═══ PASSAGE SHOWN ═══

Exploring the archive with a Palestinian companion became part of my archival routine, a constant attempt to make our actions coincide in space and time, even though he is still forced to live outside of the body politic of which I’m a part, not only because he is no longer alive, but also because his gesture of refusing to leave Palestine dates from 68 years ago, hence obsolete. The temporality and spatiality imposed and epitomized by imperial archives doom his claims to appear as either over or always coming from a post-ness and an outside that mark his grievances as violations of the law, and mine to be at best expressions of solidarity with his ancient plight. Only as co-citizens of a non-imperial imagination can we enter the archive together, share in common those claims to stop the ruination of Palestine that became “his” claims, and together reject differential citizenship and its implication in the perpetuation of violence against those whose belonging to the body politic was denied by displacing them beyond the state’s borders. It is only in his presence that I could rewrite several versions of this and other sentences until I was able to force the language to produce the affirmative one about his belonging to the body politic.

═══ STORED RECORDS ═══

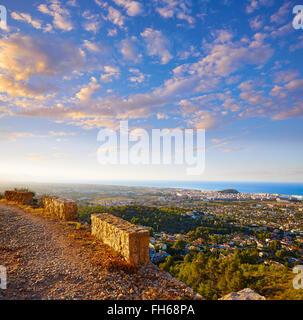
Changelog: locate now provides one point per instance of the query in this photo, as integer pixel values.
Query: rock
(125, 238)
(245, 294)
(20, 197)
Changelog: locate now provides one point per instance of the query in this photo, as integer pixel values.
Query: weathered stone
(20, 197)
(245, 294)
(60, 208)
(125, 238)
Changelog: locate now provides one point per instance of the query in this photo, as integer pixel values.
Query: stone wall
(60, 208)
(245, 294)
(131, 241)
(20, 197)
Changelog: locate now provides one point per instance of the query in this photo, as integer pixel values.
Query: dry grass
(101, 255)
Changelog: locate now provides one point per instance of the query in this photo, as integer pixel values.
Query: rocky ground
(48, 259)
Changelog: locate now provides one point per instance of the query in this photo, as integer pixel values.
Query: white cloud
(110, 74)
(87, 91)
(92, 23)
(138, 76)
(157, 45)
(175, 8)
(115, 17)
(61, 16)
(256, 23)
(254, 5)
(133, 8)
(23, 57)
(129, 49)
(91, 46)
(281, 15)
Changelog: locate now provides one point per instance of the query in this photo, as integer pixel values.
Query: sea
(243, 187)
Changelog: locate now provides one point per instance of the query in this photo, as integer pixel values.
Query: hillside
(49, 259)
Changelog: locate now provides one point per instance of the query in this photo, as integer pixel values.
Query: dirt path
(43, 263)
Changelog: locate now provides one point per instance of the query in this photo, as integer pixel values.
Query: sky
(71, 68)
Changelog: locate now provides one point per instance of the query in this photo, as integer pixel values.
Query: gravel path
(43, 263)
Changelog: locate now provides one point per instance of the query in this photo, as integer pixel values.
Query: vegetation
(213, 277)
(168, 219)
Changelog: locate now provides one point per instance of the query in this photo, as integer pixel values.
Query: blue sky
(70, 68)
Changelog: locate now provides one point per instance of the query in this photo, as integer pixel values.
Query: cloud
(157, 44)
(256, 23)
(92, 23)
(225, 57)
(129, 49)
(133, 8)
(25, 17)
(115, 17)
(254, 5)
(138, 76)
(23, 58)
(87, 91)
(61, 16)
(110, 74)
(175, 8)
(91, 46)
(282, 14)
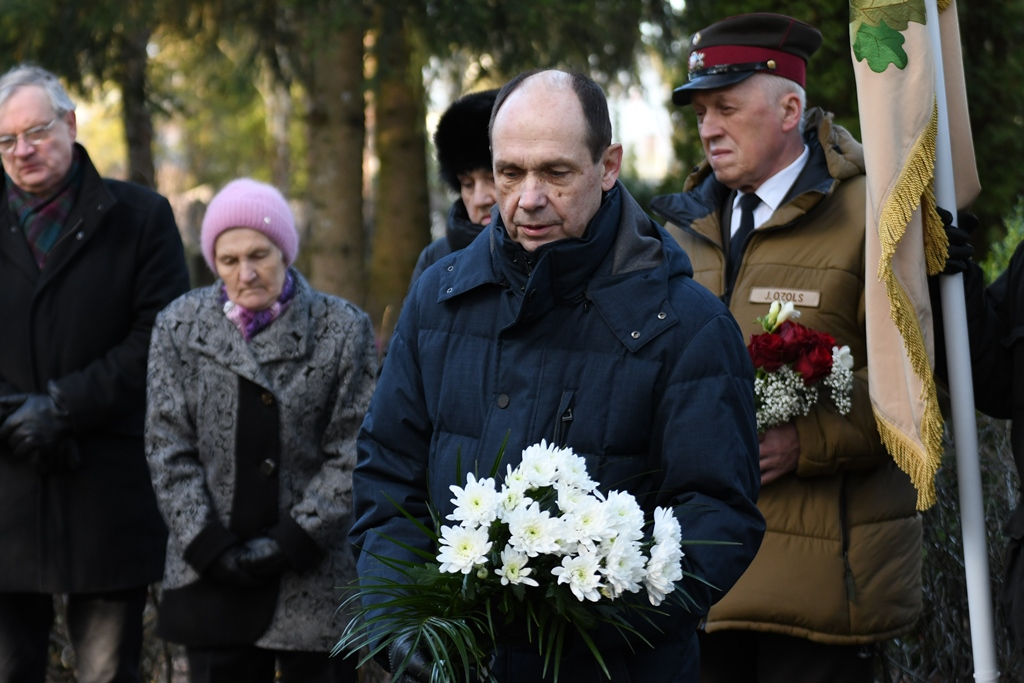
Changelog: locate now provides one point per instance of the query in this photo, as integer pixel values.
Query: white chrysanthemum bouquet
(525, 559)
(791, 360)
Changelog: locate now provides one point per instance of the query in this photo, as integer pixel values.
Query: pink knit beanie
(247, 203)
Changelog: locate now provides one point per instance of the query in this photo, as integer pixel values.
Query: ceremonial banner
(894, 65)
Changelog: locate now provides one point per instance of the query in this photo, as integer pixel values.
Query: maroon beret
(735, 48)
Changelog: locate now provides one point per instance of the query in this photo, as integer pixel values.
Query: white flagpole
(962, 398)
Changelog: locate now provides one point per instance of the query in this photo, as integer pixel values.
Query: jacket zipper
(564, 418)
(845, 530)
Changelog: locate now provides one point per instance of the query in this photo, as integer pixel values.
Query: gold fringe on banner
(914, 187)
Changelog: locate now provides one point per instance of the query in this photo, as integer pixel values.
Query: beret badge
(695, 62)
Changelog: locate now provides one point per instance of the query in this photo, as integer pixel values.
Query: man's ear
(611, 164)
(792, 111)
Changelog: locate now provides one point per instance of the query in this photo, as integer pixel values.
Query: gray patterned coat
(315, 366)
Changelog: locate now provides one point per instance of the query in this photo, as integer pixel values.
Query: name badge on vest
(807, 298)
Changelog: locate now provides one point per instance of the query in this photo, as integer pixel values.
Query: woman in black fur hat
(464, 158)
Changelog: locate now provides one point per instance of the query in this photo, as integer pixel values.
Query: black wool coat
(84, 322)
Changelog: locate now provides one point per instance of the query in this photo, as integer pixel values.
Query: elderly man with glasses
(86, 263)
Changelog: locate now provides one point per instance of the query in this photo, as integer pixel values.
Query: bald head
(549, 173)
(589, 95)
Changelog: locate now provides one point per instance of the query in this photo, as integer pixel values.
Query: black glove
(263, 558)
(418, 668)
(227, 568)
(960, 251)
(37, 426)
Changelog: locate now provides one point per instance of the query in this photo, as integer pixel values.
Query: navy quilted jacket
(602, 343)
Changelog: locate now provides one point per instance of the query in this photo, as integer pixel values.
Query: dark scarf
(42, 217)
(249, 322)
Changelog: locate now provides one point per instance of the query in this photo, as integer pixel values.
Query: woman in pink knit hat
(257, 387)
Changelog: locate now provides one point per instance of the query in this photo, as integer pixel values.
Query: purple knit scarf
(250, 323)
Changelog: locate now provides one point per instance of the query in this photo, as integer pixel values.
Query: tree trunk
(402, 225)
(278, 105)
(131, 79)
(337, 131)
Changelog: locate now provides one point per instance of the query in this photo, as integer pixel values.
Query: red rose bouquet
(791, 361)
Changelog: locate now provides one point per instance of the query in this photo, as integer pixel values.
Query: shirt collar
(773, 190)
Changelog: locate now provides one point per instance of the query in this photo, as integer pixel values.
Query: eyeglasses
(32, 137)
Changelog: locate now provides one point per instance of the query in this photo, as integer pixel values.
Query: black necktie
(748, 203)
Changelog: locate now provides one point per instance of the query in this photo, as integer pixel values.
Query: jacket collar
(94, 200)
(288, 338)
(621, 265)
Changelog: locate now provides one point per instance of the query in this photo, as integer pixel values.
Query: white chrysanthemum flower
(843, 356)
(582, 573)
(572, 471)
(540, 464)
(511, 499)
(514, 569)
(516, 478)
(664, 569)
(624, 515)
(569, 497)
(623, 566)
(462, 549)
(587, 523)
(534, 530)
(667, 529)
(476, 504)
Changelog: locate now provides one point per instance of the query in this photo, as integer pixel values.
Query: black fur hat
(461, 138)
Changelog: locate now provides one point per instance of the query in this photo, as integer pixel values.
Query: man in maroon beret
(776, 213)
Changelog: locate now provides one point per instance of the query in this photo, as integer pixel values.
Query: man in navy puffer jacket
(573, 319)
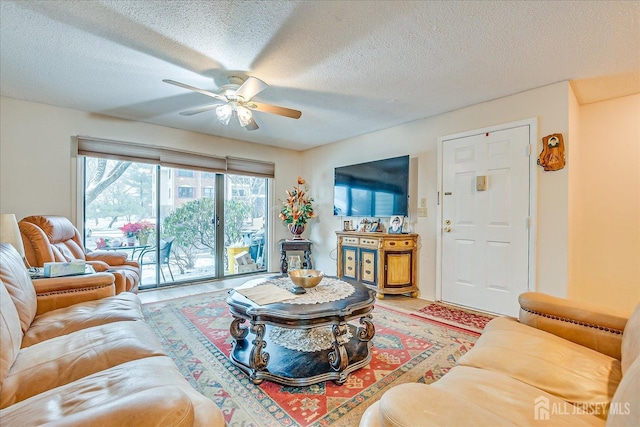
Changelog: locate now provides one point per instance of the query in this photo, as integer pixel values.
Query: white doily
(326, 291)
(307, 340)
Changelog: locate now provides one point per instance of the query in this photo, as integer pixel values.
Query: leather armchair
(50, 238)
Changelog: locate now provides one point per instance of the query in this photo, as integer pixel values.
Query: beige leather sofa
(75, 354)
(49, 238)
(564, 363)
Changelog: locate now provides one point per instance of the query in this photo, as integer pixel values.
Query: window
(185, 192)
(207, 192)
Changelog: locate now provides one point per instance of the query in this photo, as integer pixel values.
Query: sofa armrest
(58, 292)
(111, 258)
(575, 321)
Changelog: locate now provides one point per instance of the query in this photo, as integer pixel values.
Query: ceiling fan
(236, 98)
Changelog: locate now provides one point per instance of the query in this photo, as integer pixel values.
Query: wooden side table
(301, 245)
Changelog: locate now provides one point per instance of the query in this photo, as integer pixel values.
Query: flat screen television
(376, 189)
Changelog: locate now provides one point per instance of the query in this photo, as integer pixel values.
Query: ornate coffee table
(266, 357)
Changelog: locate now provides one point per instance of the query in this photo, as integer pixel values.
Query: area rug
(195, 333)
(454, 316)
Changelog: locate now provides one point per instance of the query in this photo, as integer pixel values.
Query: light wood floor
(155, 295)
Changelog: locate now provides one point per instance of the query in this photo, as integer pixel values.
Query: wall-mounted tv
(379, 188)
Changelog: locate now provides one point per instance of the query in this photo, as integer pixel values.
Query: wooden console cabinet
(384, 262)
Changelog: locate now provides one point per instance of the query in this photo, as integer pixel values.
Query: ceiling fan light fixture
(224, 113)
(244, 115)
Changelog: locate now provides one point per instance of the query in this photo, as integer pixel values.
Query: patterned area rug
(195, 333)
(454, 316)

═══

INSTRUCTION A >>
Decide whether each statement agrees with the passage on exploring the archive with a Palestinian companion: (i) the companion's refusal to leave Palestine dates from 68 years ago; (ii) the companion is still alive; (iii) the writer produced the affirmative sentence about his belonging without his presence. Answer each with yes or no and quote the words of the passage that decide it.
INSTRUCTION B >>
Carry the passage on exploring the archive with a Palestinian companion forward from its last sentence.

FINAL ANSWER A >>
(i) Yes: "his gesture of refusing to leave Palestine dates from 68 years ago"
(ii) No: "not only because he is no longer alive"
(iii) No: "It is only in his presence that I could rewrite several versions of this and other sentences until I was able to force the language to produce the affirmative one about his belonging to the body politic."

FINAL ANSWER B >>
Entering an imperial archive with a Palestinian companion is part of unlearning imperialism and having access not to what is in the archive but to this invaluable option of seeing in a non-imperial way and partaking in the actualization of non-imperial archival modalities. After all, my companion did not have to go through processes of unlearning the past and struggling with political lies in order to disclose, from underneath the ICRC language, that he was not a prisoner of war and that even if he gave his consent to be uprooted from his home, this formal consent was achieved against his will and against any common sense, and it was from start to end an act of sheer violence and not an agreement based on an acceptable exchange.
Let Me Pause Now and Ask, What Is an Archive?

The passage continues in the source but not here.